[start DATA EXTRACT]
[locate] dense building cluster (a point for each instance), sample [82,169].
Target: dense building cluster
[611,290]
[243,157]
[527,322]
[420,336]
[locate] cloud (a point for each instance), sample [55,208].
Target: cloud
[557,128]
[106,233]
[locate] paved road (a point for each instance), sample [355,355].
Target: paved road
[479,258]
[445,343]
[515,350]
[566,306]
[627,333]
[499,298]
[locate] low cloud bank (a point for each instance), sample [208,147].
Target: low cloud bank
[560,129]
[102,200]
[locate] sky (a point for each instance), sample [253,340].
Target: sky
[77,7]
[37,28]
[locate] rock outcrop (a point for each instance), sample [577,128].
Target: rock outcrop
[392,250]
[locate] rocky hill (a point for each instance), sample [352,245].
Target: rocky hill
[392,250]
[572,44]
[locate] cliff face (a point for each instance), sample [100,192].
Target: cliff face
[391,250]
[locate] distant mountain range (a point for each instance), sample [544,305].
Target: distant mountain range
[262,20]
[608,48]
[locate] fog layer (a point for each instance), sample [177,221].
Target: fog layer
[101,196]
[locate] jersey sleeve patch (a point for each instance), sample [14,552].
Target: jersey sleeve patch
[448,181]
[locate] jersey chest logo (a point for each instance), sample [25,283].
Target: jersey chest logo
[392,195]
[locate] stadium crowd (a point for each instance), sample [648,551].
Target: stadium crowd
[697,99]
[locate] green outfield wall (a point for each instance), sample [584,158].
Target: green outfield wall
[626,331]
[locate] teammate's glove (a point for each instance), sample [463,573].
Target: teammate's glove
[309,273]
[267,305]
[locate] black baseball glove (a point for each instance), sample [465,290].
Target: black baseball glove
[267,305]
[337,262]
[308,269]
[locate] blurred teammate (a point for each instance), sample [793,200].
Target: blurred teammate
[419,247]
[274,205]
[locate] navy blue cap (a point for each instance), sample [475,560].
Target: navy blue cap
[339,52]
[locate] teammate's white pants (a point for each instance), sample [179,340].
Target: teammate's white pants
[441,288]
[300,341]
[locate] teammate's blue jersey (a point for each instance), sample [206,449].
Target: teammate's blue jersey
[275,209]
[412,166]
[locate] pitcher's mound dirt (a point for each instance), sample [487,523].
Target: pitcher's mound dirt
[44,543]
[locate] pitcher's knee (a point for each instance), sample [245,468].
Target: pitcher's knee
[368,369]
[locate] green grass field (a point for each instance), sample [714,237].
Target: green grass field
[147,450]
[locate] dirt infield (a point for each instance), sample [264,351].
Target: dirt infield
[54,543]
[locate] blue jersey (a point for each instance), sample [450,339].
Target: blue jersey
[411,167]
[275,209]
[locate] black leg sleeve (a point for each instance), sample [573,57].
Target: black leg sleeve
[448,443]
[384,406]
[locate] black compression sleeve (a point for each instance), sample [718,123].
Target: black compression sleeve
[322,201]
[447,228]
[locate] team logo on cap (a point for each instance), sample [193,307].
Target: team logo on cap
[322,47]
[end DATA EXTRACT]
AIM. Format every one of the records above as a Markdown table with the columns Row and Line, numbering each line and leaving out blank lines.

RESPONSE TO THE TASK.
| Row | Line |
|---|---|
| 1 | [locate] dense building cluster (a point for each instance), sample [82,169]. |
| 2 | Target: dense building cluster |
| 3 | [611,290] |
| 4 | [243,157] |
| 5 | [527,322] |
| 6 | [420,336] |
| 7 | [locate] cloud (a point for each instance), sample [55,208]. |
| 8 | Target: cloud |
| 9 | [557,128] |
| 10 | [106,233] |
| 11 | [locate] paved road (a point for each instance), sample [355,355]. |
| 12 | Target: paved road |
| 13 | [479,258] |
| 14 | [445,343] |
| 15 | [515,350] |
| 16 | [566,306] |
| 17 | [627,333] |
| 18 | [499,298] |
| 19 | [locate] low cloud bank (a point for each instance), sample [208,147]. |
| 20 | Target: low cloud bank |
| 21 | [560,129] |
| 22 | [102,200] |
| 23 | [locate] sky (a point for each instance), sample [253,340]. |
| 24 | Target: sky |
| 25 | [77,7] |
| 26 | [37,28] |
| 27 | [locate] rock outcrop (a point for each instance), sample [577,128]. |
| 28 | Target: rock outcrop |
| 29 | [392,250] |
| 30 | [locate] rocky hill (a point for each instance), sample [352,245]. |
| 31 | Target: rocky hill |
| 32 | [392,250] |
| 33 | [572,44] |
| 34 | [locate] cliff face (a point for each instance), sample [100,192]. |
| 35 | Target: cliff face |
| 36 | [391,250] |
| 37 | [locate] distant mountain range (a point for each instance), sample [544,305]. |
| 38 | Target: distant mountain range |
| 39 | [262,20] |
| 40 | [608,48] |
| 41 | [locate] fog layer (a point for each instance), sample [177,221]. |
| 42 | Target: fog layer |
| 43 | [101,196] |
| 44 | [locate] jersey sleeve patch (a point for each instance), sample [14,552]. |
| 45 | Target: jersey sleeve patch |
| 46 | [448,181] |
| 47 | [locate] jersey chest logo (a point for each instance), sample [25,283]. |
| 48 | Target: jersey chest logo |
| 49 | [392,195] |
| 50 | [locate] stadium crowd (a point for each instance), sample [648,551]. |
| 51 | Target: stadium crowd |
| 52 | [697,99] |
| 53 | [locate] green outfield wall (a point for each instance), sample [584,158]. |
| 54 | Target: green outfield wall |
| 55 | [626,331] |
| 56 | [locate] teammate's glove (a point for each instance), sample [463,573]. |
| 57 | Target: teammate's glove |
| 58 | [309,273] |
| 59 | [267,305] |
| 60 | [locate] black baseball glove (a point for each instance), sample [465,290]. |
| 61 | Target: black baseball glove |
| 62 | [267,305] |
| 63 | [337,262] |
| 64 | [308,269] |
| 65 | [locate] blurred teammate (a point for each instance), sample [793,200]. |
| 66 | Target: blurred teammate |
| 67 | [419,247] |
| 68 | [274,205] |
| 69 | [locate] navy blue cap (a point for each instance), sample [475,560]. |
| 70 | Target: navy blue cap |
| 71 | [339,52] |
| 72 | [locate] teammate's white pants (a point for each instance), sample [179,340]. |
| 73 | Target: teammate's white pants |
| 74 | [441,288] |
| 75 | [300,341] |
| 76 | [locate] teammate's blue jersey (a point for each instance), sample [206,449]. |
| 77 | Target: teammate's blue jersey |
| 78 | [275,209] |
| 79 | [412,166] |
| 80 | [locate] pitcher's mound dirt (a point for each instance), sample [487,523]. |
| 81 | Target: pitcher's mound dirt |
| 82 | [44,543] |
| 83 | [locate] pitcher's knee (a point for each instance), sample [245,468]. |
| 84 | Target: pitcher's knee |
| 85 | [368,369] |
| 86 | [locate] green grass field (a point for each instance), sample [714,237]. |
| 87 | Target: green grass field |
| 88 | [147,450] |
| 89 | [locate] dirt infield (a point for each instance), sample [264,351]. |
| 90 | Target: dirt infield |
| 91 | [54,543] |
| 92 | [locate] blue jersey (a point for each instance), sample [450,339]. |
| 93 | Target: blue jersey |
| 94 | [411,167] |
| 95 | [275,209] |
| 96 | [locate] black leg sleeve (a point for each instance), sample [573,57]. |
| 97 | Target: black leg sleeve |
| 98 | [448,443] |
| 99 | [384,406] |
| 100 | [locate] black compression sleeve (a point for each instance), sample [718,123]. |
| 101 | Target: black compression sleeve |
| 102 | [322,201] |
| 103 | [447,228] |
| 104 | [locate] team logo on cap (a point for each instance), sample [193,307]. |
| 105 | Target: team logo on cap |
| 106 | [322,47] |